* WORK ITEM:
Each of the records must appear again, exactly as it was written.

[Natural language region descriptions]
-----

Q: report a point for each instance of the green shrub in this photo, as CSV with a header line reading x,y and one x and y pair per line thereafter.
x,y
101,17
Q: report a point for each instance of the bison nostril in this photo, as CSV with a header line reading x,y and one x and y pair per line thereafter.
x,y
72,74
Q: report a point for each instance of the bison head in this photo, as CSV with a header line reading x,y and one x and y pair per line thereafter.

-----

* TASK SOLUTION:
Q: report a point for each instance of the green shrub in this photo, as CSV with a header line reading x,y and one x and y pair per line thereafter.
x,y
101,17
Q: report a point for each instance of the bison nostril in this photo, as CSV with a header line reading x,y and one x and y pair per line thereafter.
x,y
72,74
Q: report a point for each instance of the bison head in this photo, as CSV with a header line reading x,y and one x and y pair per line thereafter.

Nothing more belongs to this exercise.